▸ Task statement: Copy the Fanconi anemia passage from "Switch of FANCL, a" to "Cycle 2012; 11:2947-55.", changing "alternative splicing" to "RNA splicing".

▸ Source passage:
__________________________________________________
Switch of FANCL, a key FA-BRCA component, between tumor suppressor and promoter by alternative splicing.

Comment on: Panneerselvam J, et al. Cell Cycle 2012; 11:2947-55.

Fanconi anemia (FA) is a rare inherited disease. Besides anemia and other symptoms, the patients also show a high cancer penetrance, due to a defect in one of the genes that repair DNA crosslink, and, thus, constitute a potent tumor-suppressive pathway. These genes include BRCA2, also called FA-BRCA pathway, of which the FANCL is a key member, and the catalytic subunit of a protein complex of E3 ubiquitin ligase. Deficiency in crosslink repairs also makes cancer cells in FA patients supersensitive to crosslink-causing agents, such as the chemotherapeutic drug cisplatin.
__________________________________________________
▸ Data under study:
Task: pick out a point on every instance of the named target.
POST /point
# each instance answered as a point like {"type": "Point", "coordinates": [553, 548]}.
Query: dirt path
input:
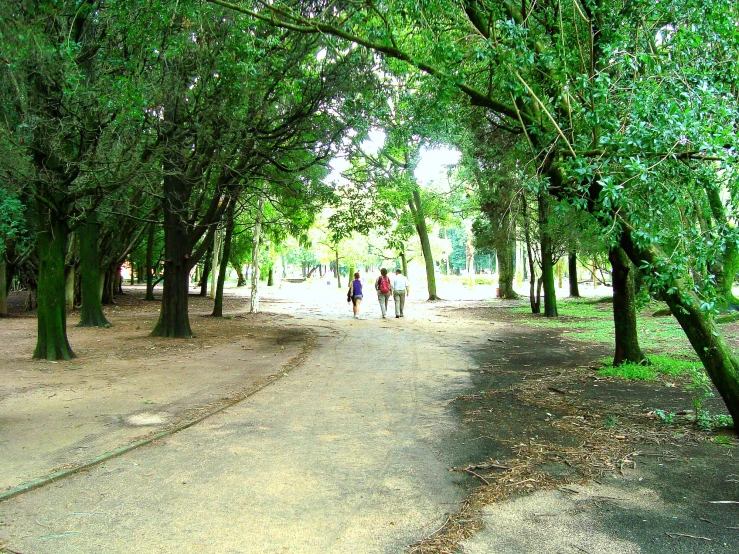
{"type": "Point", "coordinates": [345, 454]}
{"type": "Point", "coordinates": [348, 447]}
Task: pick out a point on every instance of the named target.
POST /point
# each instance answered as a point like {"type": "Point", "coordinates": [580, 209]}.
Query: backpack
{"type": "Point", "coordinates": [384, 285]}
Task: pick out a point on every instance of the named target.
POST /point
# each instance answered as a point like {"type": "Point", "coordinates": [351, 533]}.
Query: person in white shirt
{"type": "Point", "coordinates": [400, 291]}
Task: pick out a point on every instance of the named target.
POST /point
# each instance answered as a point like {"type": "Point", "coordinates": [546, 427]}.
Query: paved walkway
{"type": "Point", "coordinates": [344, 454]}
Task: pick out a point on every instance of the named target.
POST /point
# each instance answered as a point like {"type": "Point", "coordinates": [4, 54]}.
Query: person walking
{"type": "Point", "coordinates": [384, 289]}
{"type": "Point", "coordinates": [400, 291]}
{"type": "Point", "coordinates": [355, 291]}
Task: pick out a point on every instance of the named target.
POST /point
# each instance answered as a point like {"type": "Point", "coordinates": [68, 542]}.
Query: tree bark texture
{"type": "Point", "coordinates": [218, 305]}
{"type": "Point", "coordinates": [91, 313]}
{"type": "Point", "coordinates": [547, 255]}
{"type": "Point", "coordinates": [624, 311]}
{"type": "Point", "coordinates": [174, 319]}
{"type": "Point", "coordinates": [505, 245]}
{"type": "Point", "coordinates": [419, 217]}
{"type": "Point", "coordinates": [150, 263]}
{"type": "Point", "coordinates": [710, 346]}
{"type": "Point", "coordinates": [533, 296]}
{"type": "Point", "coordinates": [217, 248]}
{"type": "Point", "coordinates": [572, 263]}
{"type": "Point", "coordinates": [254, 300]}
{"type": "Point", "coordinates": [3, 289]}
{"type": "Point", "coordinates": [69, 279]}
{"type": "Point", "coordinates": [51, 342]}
__________________________________________________
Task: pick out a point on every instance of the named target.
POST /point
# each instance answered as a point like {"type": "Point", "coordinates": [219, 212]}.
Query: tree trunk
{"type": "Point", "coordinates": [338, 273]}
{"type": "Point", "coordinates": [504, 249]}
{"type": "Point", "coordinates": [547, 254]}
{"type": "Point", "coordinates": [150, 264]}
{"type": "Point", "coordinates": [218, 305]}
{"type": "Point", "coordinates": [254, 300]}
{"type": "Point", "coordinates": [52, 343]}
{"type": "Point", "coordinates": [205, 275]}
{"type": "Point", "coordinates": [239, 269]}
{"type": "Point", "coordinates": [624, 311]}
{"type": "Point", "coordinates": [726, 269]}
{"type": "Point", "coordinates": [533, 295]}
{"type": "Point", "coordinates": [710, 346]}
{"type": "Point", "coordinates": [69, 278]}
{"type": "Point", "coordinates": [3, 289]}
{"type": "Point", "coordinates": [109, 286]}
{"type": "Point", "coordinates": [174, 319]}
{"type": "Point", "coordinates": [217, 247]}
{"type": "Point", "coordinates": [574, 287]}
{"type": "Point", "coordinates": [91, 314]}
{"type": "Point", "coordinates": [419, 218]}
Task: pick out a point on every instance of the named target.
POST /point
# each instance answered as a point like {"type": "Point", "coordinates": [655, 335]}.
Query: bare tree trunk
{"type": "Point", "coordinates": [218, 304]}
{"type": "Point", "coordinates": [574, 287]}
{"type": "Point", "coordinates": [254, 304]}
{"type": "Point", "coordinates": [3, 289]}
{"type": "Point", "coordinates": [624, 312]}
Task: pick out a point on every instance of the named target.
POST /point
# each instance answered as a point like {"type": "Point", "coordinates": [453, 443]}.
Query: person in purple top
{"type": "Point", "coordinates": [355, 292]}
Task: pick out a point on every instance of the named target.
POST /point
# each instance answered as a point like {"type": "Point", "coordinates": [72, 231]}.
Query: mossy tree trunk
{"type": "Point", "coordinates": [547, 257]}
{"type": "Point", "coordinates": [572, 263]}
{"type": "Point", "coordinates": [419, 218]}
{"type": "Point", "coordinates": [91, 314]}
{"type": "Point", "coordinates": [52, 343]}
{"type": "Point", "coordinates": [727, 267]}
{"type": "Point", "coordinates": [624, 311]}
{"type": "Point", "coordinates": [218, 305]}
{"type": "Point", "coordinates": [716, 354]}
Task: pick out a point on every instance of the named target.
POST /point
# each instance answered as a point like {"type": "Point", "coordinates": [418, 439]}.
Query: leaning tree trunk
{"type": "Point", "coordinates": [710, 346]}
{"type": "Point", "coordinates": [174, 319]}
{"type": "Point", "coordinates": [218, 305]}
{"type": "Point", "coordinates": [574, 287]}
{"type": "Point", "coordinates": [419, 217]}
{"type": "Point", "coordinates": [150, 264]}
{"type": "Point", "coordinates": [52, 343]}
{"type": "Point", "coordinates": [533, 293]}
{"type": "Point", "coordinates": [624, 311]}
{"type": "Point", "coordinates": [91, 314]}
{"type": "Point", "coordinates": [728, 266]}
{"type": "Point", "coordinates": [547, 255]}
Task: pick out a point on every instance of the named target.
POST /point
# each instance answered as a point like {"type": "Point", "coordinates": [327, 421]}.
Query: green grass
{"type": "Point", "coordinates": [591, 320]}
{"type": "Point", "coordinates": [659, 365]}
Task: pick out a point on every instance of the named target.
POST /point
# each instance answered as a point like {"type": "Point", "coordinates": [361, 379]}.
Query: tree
__________________________________________________
▸ Answer section:
Switch of FANCL, a key FA-BRCA component, between tumor suppressor and promoter by RNA splicing.

Comment on: Panneerselvam J, et al. Cell Cycle 2012; 11:2947-55.